_Problem statement_
Below is a block of data; give all of it again word for word.
###
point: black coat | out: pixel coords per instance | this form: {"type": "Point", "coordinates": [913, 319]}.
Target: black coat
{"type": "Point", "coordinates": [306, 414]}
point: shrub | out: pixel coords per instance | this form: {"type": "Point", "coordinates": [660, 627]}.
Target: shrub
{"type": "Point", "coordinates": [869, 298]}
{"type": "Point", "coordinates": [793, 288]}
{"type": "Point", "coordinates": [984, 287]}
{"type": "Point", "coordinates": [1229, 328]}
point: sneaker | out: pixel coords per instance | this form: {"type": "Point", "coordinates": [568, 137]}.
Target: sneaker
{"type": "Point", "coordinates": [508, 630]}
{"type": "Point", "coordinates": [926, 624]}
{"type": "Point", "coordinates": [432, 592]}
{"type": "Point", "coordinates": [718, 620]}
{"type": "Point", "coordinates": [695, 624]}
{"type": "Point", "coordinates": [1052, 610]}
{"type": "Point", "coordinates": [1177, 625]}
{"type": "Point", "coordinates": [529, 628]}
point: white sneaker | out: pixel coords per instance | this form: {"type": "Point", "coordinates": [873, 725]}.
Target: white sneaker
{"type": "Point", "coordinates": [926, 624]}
###
_Problem solution_
point: black coat | out: pixel coords per instance | this form: {"type": "Point", "coordinates": [913, 319]}.
Target: black coat
{"type": "Point", "coordinates": [306, 414]}
point: shrub | out: pixel coords per instance | this form: {"type": "Point", "coordinates": [660, 627]}.
Target: shrub
{"type": "Point", "coordinates": [869, 298]}
{"type": "Point", "coordinates": [793, 288]}
{"type": "Point", "coordinates": [984, 287]}
{"type": "Point", "coordinates": [1229, 328]}
point: sneaker | out: pixel coords per instance | this form: {"type": "Point", "coordinates": [568, 137]}.
Target: sneaker
{"type": "Point", "coordinates": [508, 630]}
{"type": "Point", "coordinates": [926, 624]}
{"type": "Point", "coordinates": [432, 592]}
{"type": "Point", "coordinates": [718, 620]}
{"type": "Point", "coordinates": [695, 624]}
{"type": "Point", "coordinates": [1052, 610]}
{"type": "Point", "coordinates": [1177, 625]}
{"type": "Point", "coordinates": [529, 628]}
point: white sneaker | out: pixel coords per instance | this form: {"type": "Point", "coordinates": [873, 725]}.
Target: white sneaker
{"type": "Point", "coordinates": [926, 624]}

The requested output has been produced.